WHAT TO PRODUCE —
Include in the output the line containing "Reviewer note: every instance of the blue plastic" and each subsequent line of the records, through the end, transcribed exactly. Add nothing else.
begin RECORDS
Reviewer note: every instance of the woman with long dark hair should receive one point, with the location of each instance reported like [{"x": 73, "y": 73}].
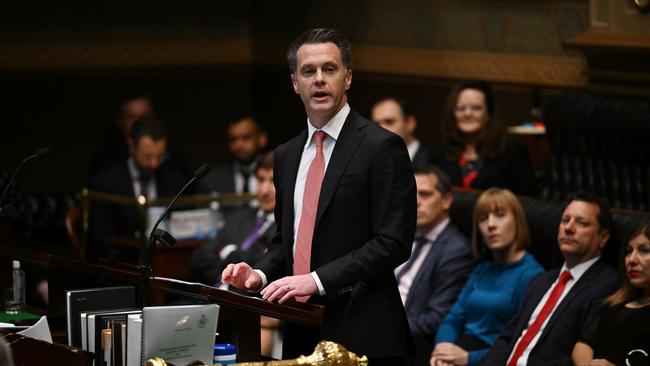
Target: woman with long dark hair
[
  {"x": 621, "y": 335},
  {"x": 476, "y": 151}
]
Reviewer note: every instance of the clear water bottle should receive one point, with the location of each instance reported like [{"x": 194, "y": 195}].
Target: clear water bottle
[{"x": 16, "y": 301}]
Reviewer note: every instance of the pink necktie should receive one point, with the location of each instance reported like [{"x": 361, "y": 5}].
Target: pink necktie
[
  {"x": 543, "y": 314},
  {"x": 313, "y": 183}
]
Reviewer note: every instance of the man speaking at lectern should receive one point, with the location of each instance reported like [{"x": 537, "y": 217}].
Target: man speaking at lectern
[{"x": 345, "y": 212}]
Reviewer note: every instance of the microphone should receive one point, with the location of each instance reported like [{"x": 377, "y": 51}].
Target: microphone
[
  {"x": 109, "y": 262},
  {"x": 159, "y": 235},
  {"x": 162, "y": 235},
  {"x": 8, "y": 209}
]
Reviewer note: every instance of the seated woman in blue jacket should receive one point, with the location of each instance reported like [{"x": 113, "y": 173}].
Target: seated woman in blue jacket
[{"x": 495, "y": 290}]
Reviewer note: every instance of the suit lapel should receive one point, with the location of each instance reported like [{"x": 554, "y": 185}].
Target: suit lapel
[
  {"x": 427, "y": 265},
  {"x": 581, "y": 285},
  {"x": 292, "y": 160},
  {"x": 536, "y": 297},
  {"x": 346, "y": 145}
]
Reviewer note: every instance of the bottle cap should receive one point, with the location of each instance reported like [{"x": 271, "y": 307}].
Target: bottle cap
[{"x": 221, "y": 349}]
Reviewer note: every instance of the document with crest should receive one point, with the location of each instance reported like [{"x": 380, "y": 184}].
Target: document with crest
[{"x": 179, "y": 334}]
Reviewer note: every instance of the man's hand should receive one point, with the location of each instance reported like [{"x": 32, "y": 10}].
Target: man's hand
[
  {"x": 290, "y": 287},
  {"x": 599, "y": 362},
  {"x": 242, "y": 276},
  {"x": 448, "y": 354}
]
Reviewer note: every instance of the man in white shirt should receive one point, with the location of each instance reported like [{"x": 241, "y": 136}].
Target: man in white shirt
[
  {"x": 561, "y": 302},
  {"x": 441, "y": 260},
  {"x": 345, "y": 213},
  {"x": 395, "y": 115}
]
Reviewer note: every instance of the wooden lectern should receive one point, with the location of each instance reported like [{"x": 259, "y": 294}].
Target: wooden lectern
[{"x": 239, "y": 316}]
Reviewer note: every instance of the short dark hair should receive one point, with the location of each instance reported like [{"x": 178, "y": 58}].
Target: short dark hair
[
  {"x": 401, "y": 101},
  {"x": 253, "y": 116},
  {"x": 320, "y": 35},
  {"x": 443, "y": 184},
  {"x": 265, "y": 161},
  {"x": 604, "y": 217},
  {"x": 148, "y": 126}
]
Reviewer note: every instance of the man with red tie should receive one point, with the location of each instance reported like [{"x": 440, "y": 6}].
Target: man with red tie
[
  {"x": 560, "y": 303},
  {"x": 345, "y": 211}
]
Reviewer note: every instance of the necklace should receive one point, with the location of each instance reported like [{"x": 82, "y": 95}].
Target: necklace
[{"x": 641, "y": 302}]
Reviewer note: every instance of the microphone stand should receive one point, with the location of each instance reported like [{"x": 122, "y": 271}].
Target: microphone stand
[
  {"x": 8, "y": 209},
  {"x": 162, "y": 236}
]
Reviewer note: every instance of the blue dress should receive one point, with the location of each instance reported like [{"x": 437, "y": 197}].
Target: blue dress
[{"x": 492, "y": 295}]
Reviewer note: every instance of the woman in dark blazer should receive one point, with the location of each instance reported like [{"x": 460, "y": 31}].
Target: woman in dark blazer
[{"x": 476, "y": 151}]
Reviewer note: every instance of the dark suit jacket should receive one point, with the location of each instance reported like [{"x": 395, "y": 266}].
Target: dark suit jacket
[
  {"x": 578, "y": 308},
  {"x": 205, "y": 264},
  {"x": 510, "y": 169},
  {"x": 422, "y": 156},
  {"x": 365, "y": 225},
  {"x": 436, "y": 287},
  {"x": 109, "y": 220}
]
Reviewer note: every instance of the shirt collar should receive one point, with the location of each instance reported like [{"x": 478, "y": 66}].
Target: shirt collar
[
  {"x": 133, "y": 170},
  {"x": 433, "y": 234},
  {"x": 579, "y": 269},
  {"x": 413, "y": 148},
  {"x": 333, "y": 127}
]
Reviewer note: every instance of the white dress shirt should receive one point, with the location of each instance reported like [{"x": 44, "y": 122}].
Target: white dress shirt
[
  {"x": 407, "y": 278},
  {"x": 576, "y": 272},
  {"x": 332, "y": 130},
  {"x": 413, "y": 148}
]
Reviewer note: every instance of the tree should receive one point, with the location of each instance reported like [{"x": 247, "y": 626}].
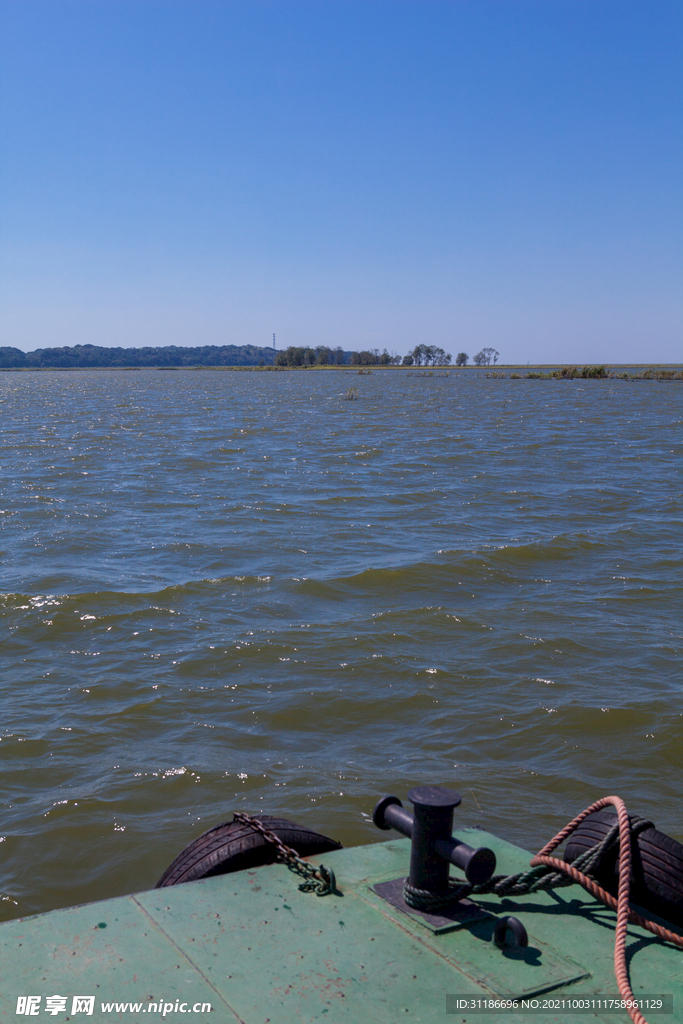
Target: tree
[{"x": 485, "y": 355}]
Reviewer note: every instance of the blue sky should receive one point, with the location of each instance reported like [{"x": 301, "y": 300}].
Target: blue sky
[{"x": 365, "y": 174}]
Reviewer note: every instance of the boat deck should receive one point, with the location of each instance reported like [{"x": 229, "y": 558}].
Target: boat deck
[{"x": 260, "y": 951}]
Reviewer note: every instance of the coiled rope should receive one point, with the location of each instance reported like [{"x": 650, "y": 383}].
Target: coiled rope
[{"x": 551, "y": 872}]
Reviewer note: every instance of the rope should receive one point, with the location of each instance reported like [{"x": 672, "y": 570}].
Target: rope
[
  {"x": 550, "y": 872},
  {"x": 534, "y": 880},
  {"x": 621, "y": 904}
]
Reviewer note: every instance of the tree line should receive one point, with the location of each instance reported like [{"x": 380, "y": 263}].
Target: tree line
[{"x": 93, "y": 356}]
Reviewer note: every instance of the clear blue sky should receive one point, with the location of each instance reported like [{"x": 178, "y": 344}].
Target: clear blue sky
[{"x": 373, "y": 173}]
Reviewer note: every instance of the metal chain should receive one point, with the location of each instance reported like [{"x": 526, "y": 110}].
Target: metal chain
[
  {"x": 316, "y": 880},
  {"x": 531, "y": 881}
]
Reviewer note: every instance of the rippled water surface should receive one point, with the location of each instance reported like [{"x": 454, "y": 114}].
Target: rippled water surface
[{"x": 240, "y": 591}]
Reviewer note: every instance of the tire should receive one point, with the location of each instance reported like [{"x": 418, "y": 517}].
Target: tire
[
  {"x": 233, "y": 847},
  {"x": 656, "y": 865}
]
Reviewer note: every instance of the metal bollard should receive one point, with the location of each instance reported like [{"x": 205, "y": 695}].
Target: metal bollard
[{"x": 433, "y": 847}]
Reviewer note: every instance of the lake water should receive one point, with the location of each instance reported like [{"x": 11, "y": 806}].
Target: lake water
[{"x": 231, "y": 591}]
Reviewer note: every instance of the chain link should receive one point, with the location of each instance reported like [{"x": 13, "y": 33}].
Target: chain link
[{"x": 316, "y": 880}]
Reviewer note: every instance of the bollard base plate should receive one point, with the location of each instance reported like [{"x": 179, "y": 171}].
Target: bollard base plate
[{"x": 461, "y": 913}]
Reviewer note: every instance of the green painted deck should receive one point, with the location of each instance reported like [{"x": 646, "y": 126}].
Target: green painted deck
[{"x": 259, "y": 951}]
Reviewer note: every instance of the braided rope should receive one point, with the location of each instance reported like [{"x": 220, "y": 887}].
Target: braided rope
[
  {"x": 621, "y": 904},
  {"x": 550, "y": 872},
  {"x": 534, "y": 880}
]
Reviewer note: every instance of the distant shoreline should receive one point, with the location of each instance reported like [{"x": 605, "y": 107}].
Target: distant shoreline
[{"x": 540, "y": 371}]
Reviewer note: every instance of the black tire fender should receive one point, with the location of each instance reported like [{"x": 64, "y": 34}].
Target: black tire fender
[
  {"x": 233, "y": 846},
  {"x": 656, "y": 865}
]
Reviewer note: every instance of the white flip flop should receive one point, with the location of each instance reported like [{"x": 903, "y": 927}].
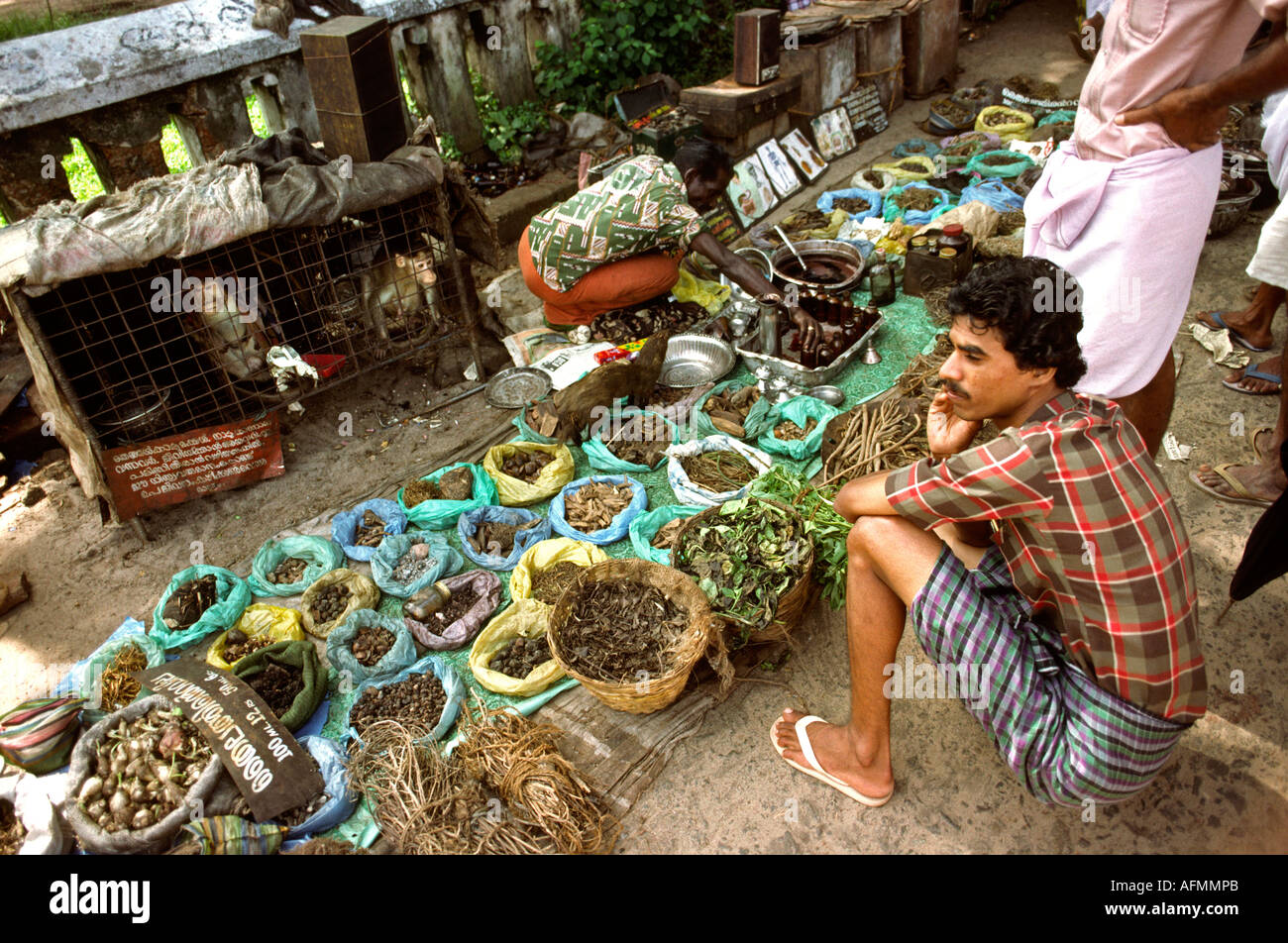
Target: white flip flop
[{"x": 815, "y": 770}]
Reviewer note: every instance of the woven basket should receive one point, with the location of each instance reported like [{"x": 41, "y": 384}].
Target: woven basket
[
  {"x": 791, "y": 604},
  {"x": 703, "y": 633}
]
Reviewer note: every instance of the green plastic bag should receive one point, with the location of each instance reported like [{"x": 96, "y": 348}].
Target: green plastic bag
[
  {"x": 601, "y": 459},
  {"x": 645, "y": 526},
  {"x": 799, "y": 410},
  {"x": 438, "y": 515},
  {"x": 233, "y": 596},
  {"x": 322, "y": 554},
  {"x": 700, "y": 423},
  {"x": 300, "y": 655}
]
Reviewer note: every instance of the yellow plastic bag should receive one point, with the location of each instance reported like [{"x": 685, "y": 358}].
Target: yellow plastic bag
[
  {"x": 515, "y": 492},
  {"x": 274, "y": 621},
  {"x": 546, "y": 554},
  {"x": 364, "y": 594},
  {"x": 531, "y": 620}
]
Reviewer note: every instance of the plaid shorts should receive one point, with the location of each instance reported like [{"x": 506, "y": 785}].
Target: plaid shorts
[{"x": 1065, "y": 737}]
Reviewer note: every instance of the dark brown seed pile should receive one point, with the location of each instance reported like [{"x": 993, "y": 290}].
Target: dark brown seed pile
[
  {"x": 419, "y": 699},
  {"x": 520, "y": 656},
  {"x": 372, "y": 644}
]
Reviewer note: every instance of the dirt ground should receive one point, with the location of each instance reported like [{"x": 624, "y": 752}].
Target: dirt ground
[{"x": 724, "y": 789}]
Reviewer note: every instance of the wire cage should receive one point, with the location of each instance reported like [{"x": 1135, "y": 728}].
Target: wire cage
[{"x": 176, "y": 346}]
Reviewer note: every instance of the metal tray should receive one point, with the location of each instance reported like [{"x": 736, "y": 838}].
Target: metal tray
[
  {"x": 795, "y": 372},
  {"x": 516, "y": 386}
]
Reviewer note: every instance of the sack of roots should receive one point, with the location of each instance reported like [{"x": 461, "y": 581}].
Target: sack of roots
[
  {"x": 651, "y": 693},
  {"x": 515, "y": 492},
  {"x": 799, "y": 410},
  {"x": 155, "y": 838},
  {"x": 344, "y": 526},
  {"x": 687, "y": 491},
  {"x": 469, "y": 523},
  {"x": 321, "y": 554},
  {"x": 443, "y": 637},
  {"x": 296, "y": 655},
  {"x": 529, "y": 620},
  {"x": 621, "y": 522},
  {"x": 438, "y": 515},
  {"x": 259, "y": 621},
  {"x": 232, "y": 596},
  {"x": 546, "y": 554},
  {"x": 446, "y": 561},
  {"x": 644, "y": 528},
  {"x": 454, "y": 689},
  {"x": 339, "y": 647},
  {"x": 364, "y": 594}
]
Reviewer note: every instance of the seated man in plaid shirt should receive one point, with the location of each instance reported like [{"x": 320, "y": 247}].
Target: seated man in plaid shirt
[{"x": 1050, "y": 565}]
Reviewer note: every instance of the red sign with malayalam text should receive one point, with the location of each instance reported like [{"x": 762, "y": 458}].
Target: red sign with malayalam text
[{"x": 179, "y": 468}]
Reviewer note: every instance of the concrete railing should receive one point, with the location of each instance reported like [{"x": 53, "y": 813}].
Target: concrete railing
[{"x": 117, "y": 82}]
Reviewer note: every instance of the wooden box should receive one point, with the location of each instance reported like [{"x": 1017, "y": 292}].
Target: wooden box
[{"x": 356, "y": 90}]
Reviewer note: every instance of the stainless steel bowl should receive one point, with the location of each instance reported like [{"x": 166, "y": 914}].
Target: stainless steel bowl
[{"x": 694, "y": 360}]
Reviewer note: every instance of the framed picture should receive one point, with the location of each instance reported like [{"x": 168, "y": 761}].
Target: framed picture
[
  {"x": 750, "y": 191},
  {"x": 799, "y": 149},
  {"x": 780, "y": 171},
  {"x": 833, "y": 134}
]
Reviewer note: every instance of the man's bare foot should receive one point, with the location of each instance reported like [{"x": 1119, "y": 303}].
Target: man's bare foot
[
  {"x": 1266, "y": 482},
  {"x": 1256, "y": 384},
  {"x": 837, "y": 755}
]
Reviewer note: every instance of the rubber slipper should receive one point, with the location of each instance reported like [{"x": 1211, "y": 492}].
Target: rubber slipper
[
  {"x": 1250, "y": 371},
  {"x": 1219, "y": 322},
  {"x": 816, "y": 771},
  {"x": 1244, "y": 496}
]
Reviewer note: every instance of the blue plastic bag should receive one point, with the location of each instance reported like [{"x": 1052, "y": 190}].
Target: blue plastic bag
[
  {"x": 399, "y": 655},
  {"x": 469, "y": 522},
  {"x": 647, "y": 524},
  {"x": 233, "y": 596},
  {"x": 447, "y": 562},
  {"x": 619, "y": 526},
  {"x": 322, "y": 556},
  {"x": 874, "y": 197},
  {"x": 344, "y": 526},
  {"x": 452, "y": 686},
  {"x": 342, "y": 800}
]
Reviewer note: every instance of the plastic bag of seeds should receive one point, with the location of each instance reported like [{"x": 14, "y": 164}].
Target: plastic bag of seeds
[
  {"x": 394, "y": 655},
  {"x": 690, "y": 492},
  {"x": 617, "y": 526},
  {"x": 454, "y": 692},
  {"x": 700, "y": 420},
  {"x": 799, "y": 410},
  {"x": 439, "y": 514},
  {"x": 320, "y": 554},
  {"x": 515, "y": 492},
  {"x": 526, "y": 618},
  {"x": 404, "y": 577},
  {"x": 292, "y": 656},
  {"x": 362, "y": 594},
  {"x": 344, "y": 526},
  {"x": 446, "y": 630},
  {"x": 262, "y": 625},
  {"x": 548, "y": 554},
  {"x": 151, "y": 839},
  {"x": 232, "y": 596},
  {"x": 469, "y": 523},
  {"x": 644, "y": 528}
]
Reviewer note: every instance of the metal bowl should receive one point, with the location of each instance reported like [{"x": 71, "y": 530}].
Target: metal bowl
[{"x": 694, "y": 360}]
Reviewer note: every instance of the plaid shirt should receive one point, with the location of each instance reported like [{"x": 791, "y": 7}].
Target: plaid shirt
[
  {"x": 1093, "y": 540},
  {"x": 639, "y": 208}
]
end RECORDS
RESULT —
Reviewer note: every instance of the blue plastic bag should receive one point, with the location of each instance reported like [{"x": 1052, "y": 190}].
Target: blue plastic bag
[
  {"x": 399, "y": 655},
  {"x": 469, "y": 522},
  {"x": 647, "y": 524},
  {"x": 233, "y": 596},
  {"x": 447, "y": 562},
  {"x": 619, "y": 526},
  {"x": 322, "y": 556},
  {"x": 874, "y": 197},
  {"x": 344, "y": 526},
  {"x": 452, "y": 686},
  {"x": 342, "y": 800}
]
Reviewer note: every instance of the plastic bag of seeds should receive one point, with the location of each instance reported like [{"x": 14, "y": 164}].
Target: plastic bag of seeds
[
  {"x": 394, "y": 655},
  {"x": 690, "y": 492},
  {"x": 617, "y": 526},
  {"x": 454, "y": 692},
  {"x": 700, "y": 420},
  {"x": 799, "y": 410},
  {"x": 439, "y": 514},
  {"x": 320, "y": 554},
  {"x": 515, "y": 492},
  {"x": 526, "y": 618},
  {"x": 404, "y": 577},
  {"x": 292, "y": 656},
  {"x": 362, "y": 594},
  {"x": 344, "y": 526},
  {"x": 446, "y": 630},
  {"x": 262, "y": 625},
  {"x": 548, "y": 554},
  {"x": 151, "y": 839},
  {"x": 232, "y": 596},
  {"x": 469, "y": 523},
  {"x": 644, "y": 528}
]
Reviewer note: every instance of the metal bowl should receive one point, with the location of each instance reported like [{"x": 71, "y": 530}].
Target: metal bowl
[{"x": 694, "y": 360}]
Reviewer note: every instance of the plaid shirt should receive one point, with the location of each instance reported like [{"x": 791, "y": 7}].
Target: plaid shirt
[
  {"x": 1093, "y": 540},
  {"x": 639, "y": 208}
]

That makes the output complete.